Eastside Road, April 25, 2013—
I DON'T THINK ANYTHING is harder to cook to perfect satisfaction than chicken on the bone. And certainly on the grill. Leg, thigh, breast; every edible part of the chicken is composed of muscle thick and thin, stringy and soft, close or far from the bone: how can anyone ever cook the damn thing through so nothing is slimy raw, nothing burnt to a crisp?

But we went down the hill to the neighbors for dinner tonight, and Eric had put a couple of small friers on the grill over a wood fire, and somehow he made it work: the chicken was perfectly done, leg and thigh, subtly flavored with the wood smoke, still tasting of — well, chicken. Not feathers; not plastic; not butcher paper; not refrigeration. Chicken.

With it, sweet potato crisps: rounds sliced thin and roasted in the oven. A green salad. And a delicious cake quite new to me, made of ground almonds and grated orange and egg and, I think, a little honey, tasting a little like an omelet, or a Spanish tortilla, but definitely a cake, and definitely delicious.
Mourvedre, Preston of Dry Creek, 2010

Tuesday, April 23, 2013

Cuban

Oakland, California, April 23, 2013—
lunch.jpgWELL, ANYWAY, I call it Cuban, though clearly there's a big Mexican influence here too. We've been meaning to try this place for quite a while: another Chez Panisse spinoff, by which I do not mean a wannabe, not at all: I mean a fine restaurant opened by an alumnus (in this case alumna) of the Chez P kitchen, with all the Chez P values intact: authenticity, intelligence, ethics, attentiveness.

_WRITTEN REQUEST_
Copy from the food journal the stretch from "With it, sweet" through "and definitely delicious.".

_LISTING_
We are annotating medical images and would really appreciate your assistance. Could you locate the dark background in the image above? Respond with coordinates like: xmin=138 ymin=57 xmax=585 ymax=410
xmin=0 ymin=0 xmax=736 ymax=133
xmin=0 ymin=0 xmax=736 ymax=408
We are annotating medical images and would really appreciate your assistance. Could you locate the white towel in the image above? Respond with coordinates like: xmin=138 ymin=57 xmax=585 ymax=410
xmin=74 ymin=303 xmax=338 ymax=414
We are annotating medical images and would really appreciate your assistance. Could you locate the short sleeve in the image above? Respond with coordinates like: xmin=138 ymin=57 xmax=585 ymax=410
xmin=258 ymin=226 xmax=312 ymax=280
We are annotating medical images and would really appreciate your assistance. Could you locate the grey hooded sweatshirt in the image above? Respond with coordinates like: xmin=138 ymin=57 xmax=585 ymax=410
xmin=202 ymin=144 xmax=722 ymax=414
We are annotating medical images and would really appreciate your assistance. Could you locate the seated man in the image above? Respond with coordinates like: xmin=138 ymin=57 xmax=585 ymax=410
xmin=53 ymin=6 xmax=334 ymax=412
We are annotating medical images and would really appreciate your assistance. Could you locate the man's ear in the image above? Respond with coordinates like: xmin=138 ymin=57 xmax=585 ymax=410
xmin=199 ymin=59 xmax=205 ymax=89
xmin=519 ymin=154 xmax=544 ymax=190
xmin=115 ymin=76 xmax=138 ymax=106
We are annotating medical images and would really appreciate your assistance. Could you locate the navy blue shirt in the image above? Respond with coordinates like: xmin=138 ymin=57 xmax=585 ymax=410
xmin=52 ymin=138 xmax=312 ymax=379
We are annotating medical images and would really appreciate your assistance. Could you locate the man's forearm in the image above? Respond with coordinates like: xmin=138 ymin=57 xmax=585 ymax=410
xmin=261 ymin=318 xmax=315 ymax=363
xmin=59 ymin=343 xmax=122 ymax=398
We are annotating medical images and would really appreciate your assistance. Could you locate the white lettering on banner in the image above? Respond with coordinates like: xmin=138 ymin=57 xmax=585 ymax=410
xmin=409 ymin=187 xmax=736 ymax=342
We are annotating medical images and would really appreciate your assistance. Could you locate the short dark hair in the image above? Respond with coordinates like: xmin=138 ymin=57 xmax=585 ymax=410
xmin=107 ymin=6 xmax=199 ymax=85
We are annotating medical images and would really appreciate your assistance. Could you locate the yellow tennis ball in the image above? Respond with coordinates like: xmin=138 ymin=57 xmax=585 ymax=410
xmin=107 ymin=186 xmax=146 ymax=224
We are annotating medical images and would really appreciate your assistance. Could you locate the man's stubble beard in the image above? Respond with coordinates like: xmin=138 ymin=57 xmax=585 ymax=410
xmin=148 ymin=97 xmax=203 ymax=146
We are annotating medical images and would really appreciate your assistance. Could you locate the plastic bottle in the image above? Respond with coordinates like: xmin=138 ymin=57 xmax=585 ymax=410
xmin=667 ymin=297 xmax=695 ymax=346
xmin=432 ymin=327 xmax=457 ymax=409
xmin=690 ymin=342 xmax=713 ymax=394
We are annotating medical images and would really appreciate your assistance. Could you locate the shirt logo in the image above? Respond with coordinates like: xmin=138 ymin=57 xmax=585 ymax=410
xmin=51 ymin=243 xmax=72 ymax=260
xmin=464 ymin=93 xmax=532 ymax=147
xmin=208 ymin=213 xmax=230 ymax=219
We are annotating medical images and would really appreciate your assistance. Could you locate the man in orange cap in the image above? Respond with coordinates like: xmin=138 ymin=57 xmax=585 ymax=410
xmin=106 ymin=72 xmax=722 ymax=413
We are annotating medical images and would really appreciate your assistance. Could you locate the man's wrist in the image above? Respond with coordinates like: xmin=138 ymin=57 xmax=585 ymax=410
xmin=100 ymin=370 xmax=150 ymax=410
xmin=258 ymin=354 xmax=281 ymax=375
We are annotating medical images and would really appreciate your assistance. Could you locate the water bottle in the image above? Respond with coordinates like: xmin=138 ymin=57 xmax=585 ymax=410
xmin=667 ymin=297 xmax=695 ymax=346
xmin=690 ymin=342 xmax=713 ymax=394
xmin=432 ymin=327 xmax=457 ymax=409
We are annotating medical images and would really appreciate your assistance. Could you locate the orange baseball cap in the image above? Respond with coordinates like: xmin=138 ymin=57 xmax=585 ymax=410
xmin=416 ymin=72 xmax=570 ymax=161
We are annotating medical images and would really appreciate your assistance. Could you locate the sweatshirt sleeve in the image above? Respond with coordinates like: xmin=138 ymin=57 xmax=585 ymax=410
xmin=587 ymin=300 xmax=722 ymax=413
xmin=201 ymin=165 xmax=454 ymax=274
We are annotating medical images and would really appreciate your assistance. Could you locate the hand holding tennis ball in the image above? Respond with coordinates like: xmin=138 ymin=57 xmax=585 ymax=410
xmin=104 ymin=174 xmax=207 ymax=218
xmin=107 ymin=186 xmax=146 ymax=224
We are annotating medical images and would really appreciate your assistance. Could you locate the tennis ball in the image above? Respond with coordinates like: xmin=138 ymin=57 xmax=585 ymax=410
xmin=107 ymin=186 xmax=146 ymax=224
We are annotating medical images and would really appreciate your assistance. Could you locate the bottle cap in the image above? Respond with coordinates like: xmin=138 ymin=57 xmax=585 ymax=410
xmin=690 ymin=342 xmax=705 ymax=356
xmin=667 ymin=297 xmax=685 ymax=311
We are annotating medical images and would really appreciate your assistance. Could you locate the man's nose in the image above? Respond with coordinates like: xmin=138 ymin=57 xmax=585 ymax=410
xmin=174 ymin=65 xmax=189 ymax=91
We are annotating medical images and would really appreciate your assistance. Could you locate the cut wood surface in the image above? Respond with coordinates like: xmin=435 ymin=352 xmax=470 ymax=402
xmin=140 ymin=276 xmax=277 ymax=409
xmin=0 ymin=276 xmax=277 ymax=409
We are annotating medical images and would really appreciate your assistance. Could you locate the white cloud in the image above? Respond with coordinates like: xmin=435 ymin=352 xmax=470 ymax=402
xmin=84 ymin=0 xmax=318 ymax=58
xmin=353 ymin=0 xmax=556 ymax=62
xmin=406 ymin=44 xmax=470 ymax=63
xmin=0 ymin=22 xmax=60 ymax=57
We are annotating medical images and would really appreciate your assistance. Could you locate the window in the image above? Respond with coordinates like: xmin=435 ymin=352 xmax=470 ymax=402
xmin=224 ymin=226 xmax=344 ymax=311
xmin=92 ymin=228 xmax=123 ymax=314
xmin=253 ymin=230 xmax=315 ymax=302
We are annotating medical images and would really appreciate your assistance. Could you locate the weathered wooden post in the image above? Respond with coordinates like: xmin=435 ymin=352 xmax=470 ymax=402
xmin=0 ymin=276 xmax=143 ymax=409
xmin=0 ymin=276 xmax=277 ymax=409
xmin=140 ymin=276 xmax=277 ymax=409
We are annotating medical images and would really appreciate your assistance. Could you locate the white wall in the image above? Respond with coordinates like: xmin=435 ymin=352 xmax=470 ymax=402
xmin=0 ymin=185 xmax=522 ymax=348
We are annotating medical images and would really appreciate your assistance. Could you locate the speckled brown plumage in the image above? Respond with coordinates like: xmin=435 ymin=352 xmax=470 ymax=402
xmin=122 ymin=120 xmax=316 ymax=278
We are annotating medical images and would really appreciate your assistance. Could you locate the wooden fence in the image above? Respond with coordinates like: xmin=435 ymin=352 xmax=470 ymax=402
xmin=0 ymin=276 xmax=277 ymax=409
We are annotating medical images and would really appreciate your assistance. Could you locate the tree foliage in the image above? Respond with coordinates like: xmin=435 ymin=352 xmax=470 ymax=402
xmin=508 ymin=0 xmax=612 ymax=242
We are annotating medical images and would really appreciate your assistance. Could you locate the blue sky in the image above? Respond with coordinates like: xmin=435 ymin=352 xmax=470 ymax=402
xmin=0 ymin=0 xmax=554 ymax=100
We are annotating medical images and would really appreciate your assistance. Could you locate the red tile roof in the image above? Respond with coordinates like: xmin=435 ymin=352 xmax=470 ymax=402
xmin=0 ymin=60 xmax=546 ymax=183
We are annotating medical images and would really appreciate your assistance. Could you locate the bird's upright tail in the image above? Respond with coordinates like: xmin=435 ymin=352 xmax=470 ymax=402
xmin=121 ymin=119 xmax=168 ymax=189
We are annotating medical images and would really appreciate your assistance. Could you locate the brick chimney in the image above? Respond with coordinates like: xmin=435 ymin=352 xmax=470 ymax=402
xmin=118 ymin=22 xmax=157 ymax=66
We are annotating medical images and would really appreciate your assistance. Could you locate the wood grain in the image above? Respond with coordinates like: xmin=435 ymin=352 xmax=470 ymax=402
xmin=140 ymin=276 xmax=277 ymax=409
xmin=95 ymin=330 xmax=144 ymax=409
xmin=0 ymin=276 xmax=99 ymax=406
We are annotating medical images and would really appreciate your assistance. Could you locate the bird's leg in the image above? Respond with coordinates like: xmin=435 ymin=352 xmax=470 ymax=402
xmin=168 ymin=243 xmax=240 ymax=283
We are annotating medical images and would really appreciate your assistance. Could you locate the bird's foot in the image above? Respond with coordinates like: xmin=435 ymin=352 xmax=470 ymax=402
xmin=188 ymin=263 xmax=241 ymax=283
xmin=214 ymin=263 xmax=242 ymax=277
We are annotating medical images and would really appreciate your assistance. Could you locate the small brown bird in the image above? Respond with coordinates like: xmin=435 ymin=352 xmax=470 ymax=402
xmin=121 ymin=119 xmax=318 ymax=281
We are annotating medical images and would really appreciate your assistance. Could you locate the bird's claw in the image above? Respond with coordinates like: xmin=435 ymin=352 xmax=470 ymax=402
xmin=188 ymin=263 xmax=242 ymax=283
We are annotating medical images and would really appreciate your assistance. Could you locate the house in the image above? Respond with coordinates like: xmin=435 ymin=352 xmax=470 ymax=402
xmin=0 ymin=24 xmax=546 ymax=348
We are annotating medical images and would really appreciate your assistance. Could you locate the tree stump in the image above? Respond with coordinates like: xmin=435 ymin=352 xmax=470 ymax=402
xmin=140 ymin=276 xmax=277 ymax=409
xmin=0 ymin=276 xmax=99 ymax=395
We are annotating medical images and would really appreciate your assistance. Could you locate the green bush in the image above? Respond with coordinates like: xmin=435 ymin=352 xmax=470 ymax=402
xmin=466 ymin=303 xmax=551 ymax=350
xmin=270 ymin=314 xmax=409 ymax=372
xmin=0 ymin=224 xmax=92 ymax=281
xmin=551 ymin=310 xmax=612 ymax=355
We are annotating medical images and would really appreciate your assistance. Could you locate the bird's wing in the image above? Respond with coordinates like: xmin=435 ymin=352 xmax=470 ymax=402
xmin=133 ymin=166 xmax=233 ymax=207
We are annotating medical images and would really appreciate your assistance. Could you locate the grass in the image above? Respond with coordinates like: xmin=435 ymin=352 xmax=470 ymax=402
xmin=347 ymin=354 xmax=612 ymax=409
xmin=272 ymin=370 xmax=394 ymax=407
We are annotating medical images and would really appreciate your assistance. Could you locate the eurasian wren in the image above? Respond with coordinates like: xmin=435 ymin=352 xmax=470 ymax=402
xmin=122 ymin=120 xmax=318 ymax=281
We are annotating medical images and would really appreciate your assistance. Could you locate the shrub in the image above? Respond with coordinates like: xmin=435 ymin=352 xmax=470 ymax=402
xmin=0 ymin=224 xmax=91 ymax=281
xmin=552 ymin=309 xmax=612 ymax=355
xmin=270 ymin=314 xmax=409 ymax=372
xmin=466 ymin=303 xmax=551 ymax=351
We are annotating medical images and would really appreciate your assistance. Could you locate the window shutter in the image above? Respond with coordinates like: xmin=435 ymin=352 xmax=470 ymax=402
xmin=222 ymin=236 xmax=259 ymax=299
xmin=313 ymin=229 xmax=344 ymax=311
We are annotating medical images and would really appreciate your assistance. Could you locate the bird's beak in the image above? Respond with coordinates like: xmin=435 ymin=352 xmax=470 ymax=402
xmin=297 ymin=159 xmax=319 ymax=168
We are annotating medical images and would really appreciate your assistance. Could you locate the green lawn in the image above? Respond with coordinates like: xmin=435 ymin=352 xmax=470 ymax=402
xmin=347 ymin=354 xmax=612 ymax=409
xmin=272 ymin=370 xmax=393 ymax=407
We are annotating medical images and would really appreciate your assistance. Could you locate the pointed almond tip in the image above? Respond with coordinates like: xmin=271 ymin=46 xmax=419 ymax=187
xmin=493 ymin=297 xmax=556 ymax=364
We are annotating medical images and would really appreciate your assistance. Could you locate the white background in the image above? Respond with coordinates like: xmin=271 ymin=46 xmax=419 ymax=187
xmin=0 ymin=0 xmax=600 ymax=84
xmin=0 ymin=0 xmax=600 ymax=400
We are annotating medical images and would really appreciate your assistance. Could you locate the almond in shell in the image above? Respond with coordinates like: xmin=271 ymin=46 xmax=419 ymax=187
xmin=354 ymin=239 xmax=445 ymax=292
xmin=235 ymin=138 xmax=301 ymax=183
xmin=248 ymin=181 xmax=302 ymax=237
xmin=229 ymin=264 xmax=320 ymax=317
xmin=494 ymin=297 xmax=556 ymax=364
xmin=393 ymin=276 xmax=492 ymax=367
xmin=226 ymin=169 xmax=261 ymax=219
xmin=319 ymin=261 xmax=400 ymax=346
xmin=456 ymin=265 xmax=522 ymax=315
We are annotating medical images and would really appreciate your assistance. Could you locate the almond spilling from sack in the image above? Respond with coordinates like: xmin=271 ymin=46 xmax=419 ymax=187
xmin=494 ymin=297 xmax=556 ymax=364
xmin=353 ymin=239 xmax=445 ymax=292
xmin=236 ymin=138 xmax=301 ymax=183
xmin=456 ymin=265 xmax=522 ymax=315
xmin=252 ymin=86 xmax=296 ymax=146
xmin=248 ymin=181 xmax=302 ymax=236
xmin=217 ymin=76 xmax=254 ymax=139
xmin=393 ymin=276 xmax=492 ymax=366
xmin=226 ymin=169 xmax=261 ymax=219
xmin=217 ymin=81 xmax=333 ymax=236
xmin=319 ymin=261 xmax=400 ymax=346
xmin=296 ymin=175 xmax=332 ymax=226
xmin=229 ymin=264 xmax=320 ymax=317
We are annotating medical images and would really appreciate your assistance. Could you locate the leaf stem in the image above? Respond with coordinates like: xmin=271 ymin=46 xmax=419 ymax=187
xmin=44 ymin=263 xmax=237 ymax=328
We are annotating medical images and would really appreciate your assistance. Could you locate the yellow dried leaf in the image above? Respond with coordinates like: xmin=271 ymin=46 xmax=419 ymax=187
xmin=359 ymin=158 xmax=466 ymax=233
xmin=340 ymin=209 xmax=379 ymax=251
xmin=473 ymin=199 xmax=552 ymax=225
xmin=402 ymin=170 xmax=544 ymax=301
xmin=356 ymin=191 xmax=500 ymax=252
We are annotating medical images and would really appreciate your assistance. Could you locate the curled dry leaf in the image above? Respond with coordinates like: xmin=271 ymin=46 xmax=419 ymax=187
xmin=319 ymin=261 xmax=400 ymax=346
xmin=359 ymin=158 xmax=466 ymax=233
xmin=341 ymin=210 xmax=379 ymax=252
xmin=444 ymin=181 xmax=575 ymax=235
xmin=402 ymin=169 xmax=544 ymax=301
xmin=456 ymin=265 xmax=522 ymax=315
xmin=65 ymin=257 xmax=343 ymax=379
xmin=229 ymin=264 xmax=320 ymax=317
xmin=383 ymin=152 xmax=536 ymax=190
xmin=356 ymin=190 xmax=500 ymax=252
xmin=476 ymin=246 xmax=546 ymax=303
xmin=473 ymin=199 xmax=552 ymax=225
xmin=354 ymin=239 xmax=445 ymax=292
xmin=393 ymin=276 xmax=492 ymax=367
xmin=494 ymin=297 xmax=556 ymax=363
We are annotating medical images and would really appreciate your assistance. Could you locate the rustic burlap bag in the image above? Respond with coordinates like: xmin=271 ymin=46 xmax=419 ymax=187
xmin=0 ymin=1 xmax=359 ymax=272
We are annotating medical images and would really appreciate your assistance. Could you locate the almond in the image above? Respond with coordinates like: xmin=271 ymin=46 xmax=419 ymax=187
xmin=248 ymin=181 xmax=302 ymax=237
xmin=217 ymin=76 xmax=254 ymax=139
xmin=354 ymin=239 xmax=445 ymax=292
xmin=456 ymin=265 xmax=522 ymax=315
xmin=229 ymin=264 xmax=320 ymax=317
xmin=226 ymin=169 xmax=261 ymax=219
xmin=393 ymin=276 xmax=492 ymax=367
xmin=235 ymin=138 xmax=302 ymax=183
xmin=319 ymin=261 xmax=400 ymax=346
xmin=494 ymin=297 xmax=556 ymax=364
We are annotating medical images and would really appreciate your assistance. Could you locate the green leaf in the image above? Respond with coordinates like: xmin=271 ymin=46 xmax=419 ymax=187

_WRITTEN RESPONSE_
With it, sweet potato crisps: rounds sliced thin and roasted in the oven. A green salad. And a delicious cake quite new to me, made of ground almonds and grated orange and egg and, I think, a little honey, tasting a little like an omelet, or a Spanish tortilla, but definitely a cake, and definitely delicious.